[start of INPUT MATERIAL]

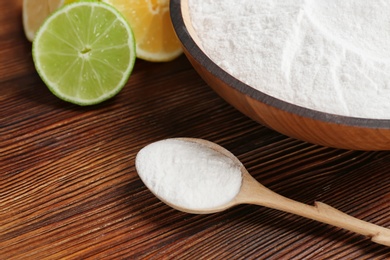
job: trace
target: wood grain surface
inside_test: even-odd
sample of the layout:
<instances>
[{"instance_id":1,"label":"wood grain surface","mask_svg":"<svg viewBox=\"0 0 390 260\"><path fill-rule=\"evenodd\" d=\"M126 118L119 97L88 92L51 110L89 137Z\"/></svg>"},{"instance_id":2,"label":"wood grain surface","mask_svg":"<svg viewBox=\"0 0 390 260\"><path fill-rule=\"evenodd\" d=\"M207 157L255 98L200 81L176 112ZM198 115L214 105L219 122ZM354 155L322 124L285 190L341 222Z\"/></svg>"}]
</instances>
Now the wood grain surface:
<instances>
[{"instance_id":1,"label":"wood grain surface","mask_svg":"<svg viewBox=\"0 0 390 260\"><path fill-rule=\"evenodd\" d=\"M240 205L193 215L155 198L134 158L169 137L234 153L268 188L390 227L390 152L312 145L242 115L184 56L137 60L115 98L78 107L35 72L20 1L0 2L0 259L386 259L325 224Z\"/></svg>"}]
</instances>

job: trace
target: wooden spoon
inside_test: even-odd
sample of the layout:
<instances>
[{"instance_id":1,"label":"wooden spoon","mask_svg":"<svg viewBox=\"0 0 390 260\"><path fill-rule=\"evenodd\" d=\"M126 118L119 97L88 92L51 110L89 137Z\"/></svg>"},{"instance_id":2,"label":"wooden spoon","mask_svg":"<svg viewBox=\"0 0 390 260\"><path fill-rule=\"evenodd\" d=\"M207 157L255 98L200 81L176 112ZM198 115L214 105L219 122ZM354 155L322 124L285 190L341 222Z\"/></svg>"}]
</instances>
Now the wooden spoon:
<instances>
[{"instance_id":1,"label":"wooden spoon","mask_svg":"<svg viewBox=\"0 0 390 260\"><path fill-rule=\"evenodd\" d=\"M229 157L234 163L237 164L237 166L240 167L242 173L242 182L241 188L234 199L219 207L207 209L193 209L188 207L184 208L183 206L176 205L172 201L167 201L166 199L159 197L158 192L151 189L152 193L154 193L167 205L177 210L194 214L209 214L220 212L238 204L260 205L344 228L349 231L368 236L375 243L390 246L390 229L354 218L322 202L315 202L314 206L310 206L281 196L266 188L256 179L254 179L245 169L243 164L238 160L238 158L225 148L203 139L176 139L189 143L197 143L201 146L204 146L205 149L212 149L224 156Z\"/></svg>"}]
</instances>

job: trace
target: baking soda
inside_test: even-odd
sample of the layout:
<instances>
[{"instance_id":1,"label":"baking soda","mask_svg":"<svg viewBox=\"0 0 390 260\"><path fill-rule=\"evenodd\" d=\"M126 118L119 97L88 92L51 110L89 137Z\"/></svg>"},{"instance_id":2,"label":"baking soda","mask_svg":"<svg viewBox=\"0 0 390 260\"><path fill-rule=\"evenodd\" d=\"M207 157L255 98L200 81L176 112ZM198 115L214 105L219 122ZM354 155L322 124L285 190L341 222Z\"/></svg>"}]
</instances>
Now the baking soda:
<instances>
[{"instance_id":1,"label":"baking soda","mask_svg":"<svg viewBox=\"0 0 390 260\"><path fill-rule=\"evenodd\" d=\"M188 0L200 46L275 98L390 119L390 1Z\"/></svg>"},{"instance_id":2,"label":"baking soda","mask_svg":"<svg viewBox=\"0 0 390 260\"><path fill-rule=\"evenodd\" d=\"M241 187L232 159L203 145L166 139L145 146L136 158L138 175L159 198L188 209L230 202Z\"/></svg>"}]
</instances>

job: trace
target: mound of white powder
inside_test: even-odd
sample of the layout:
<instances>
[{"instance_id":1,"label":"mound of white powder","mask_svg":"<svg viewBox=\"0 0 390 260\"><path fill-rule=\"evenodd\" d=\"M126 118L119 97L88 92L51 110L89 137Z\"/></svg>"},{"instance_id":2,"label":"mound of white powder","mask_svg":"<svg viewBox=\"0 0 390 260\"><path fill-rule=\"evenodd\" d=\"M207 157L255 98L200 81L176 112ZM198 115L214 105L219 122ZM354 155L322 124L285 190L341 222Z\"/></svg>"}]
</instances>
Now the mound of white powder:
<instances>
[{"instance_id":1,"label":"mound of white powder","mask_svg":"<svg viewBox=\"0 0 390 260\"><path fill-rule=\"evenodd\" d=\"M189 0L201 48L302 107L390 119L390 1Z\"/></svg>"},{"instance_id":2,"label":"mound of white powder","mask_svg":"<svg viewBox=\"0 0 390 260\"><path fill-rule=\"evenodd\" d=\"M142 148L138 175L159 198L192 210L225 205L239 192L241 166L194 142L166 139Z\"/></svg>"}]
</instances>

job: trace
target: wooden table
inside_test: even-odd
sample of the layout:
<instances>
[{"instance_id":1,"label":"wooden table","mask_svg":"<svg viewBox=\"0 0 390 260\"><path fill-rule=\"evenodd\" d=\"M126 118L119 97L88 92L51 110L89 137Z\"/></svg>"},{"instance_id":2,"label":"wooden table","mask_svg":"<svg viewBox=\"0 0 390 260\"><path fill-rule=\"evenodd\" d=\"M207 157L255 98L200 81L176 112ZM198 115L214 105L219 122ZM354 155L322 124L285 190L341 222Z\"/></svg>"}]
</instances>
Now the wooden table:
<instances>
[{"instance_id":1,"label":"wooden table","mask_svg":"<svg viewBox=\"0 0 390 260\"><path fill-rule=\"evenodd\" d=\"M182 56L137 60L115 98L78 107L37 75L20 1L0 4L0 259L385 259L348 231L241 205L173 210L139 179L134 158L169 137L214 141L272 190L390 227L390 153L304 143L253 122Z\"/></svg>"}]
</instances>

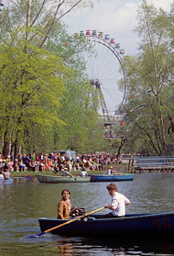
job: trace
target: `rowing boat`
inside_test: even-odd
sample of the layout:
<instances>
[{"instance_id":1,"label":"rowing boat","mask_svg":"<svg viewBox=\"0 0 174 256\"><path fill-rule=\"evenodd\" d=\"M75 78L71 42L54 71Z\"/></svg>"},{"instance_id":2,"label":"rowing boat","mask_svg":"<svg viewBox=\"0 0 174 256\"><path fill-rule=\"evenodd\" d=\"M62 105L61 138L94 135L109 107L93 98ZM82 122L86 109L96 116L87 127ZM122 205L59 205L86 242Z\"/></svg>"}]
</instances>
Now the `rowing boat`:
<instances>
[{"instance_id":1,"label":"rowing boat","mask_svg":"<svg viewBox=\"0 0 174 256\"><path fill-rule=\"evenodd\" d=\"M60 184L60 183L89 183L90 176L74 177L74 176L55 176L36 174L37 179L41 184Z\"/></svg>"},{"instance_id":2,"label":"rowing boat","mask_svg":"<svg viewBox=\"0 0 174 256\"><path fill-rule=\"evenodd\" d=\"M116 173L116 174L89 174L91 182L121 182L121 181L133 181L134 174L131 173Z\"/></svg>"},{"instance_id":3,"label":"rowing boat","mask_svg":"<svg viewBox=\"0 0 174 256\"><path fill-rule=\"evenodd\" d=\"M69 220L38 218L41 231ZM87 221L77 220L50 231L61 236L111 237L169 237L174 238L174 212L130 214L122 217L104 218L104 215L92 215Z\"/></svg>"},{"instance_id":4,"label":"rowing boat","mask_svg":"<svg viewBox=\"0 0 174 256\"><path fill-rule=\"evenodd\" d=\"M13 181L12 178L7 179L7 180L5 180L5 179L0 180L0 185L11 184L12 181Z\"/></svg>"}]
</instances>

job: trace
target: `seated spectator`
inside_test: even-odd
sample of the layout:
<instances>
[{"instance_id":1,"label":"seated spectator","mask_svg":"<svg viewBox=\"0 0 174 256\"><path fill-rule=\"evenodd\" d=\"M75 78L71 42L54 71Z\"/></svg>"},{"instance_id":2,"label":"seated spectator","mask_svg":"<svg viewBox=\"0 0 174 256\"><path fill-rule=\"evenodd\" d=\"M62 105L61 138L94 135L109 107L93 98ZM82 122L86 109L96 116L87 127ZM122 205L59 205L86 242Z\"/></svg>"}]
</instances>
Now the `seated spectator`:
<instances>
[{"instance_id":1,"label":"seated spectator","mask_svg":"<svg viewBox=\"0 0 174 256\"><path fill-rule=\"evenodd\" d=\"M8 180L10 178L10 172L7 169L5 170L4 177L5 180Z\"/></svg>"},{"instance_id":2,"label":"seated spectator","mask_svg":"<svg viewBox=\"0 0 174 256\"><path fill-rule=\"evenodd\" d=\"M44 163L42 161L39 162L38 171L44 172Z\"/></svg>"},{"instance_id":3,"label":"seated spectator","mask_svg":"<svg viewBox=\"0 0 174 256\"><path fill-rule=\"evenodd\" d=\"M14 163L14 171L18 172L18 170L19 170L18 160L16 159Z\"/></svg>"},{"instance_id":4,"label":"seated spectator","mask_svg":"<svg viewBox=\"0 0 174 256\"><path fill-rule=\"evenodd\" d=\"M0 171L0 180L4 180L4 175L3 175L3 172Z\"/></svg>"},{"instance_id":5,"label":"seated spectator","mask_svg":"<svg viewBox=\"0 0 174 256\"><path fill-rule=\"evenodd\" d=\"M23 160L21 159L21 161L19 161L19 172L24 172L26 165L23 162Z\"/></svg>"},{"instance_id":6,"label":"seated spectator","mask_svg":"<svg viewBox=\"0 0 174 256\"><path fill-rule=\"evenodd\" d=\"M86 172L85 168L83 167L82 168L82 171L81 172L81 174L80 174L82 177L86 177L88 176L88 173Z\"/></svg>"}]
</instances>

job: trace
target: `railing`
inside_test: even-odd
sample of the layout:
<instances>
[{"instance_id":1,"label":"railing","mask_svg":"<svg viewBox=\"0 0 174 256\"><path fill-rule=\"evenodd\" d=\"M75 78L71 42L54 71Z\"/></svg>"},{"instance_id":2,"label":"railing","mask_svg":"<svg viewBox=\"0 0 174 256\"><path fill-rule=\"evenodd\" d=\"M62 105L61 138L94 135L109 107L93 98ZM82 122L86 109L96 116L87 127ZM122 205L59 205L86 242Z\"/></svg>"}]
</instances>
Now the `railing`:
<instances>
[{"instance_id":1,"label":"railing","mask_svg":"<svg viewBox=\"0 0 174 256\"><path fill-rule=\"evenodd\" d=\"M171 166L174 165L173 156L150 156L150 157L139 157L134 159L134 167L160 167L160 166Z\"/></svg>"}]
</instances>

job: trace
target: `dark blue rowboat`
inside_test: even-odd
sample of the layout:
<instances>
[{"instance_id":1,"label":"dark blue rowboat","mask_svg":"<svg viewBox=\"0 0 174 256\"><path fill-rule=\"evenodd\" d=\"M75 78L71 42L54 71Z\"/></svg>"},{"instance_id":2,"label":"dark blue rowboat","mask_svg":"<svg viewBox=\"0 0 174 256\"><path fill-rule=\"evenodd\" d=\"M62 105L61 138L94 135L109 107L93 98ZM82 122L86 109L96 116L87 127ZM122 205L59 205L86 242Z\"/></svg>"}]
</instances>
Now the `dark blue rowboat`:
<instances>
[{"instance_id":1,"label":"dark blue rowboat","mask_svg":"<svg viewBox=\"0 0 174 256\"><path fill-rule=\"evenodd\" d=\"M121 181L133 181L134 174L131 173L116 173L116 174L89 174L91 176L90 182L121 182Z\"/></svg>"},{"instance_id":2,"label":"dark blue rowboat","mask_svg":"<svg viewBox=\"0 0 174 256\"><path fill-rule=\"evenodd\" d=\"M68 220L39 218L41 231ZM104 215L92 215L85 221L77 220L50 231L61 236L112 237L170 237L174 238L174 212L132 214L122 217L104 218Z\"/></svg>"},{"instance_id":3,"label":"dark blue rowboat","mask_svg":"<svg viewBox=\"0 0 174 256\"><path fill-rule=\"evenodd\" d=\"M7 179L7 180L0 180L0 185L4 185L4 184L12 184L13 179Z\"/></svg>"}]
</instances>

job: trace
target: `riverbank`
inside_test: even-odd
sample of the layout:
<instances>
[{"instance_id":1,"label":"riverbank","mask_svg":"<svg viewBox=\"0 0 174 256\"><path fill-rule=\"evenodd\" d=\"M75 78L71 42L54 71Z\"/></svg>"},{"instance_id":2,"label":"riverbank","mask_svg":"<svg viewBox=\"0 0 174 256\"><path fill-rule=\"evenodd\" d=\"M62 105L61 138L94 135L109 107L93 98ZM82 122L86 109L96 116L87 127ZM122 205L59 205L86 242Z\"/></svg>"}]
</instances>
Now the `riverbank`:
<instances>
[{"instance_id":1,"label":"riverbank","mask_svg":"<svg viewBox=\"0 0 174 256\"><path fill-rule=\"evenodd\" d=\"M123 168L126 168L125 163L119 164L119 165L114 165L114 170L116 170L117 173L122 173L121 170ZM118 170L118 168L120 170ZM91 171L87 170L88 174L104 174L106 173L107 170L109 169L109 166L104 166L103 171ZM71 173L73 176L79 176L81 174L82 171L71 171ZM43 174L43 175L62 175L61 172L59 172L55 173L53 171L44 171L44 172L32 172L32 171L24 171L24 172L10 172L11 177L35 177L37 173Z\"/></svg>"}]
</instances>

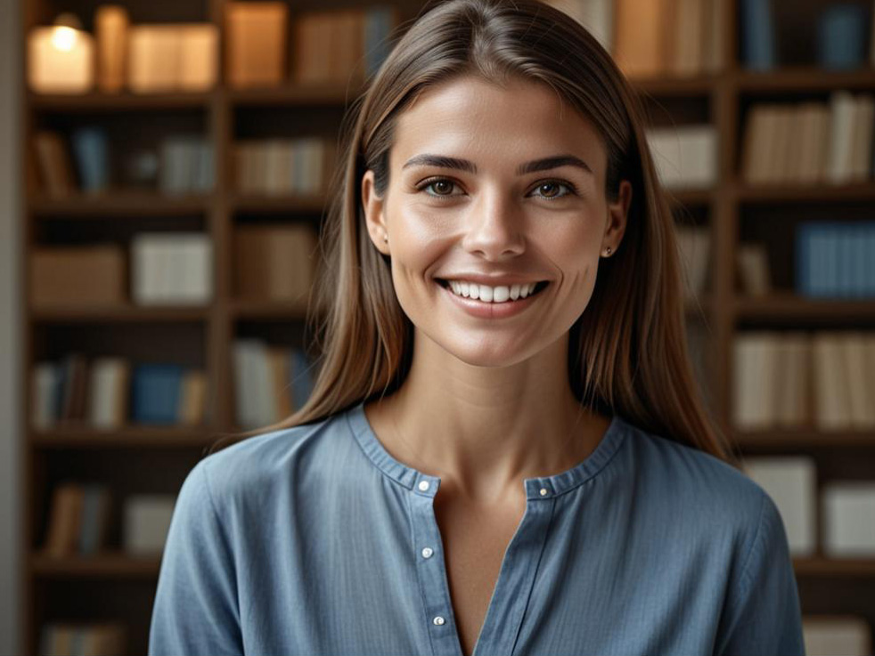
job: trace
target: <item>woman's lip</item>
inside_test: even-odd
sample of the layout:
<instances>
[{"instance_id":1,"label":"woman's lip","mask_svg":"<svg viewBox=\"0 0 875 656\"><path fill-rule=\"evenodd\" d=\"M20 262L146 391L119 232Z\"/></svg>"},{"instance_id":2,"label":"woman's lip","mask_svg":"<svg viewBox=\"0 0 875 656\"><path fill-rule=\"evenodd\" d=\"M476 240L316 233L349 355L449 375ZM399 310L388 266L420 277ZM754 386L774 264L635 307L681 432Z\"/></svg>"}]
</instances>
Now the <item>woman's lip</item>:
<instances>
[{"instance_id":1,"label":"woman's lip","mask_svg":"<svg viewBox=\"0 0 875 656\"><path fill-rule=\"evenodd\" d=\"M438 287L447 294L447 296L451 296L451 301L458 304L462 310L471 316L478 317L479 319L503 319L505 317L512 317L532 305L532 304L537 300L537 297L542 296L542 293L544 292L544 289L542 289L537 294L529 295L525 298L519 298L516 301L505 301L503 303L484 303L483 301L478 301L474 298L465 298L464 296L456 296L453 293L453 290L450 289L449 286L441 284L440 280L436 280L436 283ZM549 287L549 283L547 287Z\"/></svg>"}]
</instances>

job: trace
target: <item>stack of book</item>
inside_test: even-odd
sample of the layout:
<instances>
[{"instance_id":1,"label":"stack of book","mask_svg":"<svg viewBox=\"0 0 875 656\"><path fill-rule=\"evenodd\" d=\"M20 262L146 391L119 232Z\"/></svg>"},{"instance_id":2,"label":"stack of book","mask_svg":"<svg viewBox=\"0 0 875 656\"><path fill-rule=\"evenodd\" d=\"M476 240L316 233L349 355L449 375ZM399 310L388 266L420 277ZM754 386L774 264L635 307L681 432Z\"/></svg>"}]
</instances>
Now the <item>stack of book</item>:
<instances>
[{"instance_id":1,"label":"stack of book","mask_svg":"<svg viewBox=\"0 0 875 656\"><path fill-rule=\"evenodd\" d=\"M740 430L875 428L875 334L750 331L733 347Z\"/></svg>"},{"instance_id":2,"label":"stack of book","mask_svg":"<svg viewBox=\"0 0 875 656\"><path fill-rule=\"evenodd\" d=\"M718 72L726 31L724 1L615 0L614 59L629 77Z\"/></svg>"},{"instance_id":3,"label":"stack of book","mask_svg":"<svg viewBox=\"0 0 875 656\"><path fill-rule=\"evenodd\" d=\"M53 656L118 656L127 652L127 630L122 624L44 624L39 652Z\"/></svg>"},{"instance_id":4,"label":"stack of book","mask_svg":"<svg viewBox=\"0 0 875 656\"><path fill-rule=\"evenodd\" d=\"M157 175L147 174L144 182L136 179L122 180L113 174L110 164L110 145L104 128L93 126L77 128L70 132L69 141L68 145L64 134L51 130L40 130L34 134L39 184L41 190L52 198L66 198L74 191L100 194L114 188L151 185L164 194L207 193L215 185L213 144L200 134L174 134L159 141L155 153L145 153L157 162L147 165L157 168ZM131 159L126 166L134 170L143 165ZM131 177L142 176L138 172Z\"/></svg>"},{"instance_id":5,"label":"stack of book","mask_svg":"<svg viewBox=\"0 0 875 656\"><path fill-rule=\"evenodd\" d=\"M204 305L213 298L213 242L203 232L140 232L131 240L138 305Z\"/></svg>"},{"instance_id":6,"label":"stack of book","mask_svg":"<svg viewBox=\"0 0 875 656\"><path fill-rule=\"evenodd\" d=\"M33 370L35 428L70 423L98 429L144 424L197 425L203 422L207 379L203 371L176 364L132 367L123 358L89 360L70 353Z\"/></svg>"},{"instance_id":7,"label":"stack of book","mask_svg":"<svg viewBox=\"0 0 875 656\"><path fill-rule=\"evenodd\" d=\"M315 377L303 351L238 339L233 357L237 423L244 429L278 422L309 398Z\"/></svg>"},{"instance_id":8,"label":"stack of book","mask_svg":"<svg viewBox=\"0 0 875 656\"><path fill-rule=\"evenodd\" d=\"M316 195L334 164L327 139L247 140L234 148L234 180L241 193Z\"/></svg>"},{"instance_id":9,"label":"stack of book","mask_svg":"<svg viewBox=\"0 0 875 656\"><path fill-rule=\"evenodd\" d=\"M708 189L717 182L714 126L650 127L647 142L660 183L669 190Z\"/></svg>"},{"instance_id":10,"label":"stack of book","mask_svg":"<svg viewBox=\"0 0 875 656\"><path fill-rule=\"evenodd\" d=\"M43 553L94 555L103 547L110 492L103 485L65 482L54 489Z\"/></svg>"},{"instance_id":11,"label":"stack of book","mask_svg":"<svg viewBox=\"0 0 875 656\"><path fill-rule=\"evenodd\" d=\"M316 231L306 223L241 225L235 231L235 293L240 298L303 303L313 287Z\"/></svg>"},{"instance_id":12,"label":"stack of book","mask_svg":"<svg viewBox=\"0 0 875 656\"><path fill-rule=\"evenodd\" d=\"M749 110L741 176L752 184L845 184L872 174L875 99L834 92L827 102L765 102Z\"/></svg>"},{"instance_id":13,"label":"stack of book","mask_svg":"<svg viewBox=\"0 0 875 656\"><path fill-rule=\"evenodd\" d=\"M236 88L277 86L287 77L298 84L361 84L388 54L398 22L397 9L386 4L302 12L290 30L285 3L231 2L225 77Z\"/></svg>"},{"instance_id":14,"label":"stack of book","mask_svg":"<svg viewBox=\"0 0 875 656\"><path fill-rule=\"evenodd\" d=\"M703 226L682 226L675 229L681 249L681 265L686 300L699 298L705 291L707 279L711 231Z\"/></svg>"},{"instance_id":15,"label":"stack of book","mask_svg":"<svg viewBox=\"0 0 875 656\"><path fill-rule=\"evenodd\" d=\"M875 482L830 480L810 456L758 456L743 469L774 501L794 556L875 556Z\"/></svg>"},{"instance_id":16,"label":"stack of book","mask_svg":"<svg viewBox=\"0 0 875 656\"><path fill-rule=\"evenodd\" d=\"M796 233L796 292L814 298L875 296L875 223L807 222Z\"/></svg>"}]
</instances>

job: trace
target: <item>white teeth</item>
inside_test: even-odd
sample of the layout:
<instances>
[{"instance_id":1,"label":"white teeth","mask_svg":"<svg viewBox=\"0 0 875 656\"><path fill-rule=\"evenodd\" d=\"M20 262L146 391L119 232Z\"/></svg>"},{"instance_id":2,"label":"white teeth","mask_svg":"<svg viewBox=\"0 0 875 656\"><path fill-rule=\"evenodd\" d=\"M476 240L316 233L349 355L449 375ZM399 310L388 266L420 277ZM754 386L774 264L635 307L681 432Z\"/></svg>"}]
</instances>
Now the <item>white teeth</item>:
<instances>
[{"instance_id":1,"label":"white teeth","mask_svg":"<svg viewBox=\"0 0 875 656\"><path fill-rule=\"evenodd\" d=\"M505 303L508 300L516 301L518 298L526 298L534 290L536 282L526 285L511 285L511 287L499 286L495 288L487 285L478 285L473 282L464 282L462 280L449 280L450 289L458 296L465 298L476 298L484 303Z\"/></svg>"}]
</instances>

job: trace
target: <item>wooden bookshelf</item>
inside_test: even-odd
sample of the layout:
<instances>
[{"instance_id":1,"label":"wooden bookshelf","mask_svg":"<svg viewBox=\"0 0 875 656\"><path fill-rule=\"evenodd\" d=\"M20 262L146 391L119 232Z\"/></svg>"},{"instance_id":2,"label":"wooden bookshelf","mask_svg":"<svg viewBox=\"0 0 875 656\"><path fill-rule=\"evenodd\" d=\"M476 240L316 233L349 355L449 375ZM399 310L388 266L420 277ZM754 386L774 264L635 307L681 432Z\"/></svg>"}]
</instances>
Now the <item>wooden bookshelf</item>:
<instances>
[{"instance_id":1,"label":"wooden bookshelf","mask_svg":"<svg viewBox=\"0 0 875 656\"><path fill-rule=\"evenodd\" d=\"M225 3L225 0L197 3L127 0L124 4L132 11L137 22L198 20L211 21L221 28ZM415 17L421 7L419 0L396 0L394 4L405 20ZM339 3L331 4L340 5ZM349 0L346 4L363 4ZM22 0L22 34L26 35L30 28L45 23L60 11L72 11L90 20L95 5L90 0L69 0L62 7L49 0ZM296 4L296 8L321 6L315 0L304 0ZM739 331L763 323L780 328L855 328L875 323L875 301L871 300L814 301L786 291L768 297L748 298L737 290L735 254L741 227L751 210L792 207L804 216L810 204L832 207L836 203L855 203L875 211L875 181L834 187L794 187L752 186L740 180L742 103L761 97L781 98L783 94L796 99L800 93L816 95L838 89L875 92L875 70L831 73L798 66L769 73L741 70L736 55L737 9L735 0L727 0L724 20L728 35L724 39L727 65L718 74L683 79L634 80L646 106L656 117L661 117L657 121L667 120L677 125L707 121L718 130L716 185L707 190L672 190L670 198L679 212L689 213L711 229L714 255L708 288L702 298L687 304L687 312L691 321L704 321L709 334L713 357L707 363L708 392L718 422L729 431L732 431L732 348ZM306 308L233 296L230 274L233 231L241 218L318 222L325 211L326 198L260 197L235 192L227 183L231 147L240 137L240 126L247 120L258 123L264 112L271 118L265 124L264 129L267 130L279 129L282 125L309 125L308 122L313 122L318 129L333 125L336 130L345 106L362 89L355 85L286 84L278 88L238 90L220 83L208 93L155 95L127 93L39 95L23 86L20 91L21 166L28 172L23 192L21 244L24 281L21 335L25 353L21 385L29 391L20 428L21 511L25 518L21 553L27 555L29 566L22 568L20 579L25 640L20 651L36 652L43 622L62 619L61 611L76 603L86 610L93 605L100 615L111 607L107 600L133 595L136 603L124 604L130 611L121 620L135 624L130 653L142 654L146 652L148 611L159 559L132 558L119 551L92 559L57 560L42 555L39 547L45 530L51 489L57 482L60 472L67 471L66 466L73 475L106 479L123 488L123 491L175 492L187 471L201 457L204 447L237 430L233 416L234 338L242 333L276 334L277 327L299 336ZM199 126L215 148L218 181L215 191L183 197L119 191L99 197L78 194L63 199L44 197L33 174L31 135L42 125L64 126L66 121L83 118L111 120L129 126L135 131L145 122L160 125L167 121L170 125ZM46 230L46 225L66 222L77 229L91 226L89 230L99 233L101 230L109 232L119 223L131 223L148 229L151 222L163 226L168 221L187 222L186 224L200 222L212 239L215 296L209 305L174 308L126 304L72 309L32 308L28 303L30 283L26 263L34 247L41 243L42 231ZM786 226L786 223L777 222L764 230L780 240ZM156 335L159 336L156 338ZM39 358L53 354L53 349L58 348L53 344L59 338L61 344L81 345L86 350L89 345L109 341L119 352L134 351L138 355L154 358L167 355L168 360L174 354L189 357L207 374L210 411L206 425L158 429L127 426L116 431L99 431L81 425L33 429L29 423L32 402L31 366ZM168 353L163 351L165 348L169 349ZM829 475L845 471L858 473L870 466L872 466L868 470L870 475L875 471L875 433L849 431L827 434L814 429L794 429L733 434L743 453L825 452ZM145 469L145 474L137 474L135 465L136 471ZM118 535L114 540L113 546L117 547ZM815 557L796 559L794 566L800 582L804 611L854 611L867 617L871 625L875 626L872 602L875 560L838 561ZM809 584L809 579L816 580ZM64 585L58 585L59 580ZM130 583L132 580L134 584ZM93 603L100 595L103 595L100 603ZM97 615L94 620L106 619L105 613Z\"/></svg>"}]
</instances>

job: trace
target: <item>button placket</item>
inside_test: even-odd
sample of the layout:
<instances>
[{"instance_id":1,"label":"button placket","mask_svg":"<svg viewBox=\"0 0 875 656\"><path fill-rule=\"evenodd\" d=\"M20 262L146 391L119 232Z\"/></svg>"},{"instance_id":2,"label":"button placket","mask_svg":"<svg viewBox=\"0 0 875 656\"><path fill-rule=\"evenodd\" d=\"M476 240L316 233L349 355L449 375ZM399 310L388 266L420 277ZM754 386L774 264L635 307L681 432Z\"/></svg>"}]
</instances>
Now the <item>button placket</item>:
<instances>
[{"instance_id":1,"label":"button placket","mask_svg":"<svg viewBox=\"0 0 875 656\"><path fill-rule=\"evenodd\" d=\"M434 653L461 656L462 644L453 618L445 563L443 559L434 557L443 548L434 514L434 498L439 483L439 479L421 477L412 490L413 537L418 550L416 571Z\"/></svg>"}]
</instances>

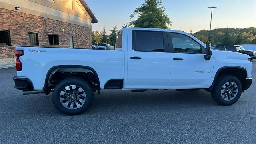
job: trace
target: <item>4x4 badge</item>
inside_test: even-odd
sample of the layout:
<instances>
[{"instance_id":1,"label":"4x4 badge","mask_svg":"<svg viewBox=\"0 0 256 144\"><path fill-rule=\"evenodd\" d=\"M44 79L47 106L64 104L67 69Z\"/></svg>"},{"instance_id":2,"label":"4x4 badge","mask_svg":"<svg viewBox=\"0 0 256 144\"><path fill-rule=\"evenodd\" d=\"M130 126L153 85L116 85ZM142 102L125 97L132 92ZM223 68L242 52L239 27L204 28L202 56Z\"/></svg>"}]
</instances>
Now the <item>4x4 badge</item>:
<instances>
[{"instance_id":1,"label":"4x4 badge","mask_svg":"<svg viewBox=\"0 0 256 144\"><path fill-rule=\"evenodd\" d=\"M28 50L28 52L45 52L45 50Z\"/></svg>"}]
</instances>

[end of INPUT MATERIAL]

Locate each line in the records that contains the word "button" and copy those lines out.

» OUTPUT FOR THIS TASK:
target: <item>button placket</item>
[{"instance_id":1,"label":"button placket","mask_svg":"<svg viewBox=\"0 0 875 656\"><path fill-rule=\"evenodd\" d=\"M20 262L146 391L119 232Z\"/></svg>"},{"instance_id":2,"label":"button placket","mask_svg":"<svg viewBox=\"0 0 875 656\"><path fill-rule=\"evenodd\" d=\"M476 240L316 233L349 355L449 375ZM399 310L388 266L420 277ZM754 386L774 264L635 307L681 432Z\"/></svg>"}]
Now the <item>button placket</item>:
[{"instance_id":1,"label":"button placket","mask_svg":"<svg viewBox=\"0 0 875 656\"><path fill-rule=\"evenodd\" d=\"M434 653L461 656L462 644L453 618L445 563L443 559L434 557L443 548L434 514L434 498L439 483L439 479L421 477L412 490L413 537L418 550L416 571Z\"/></svg>"}]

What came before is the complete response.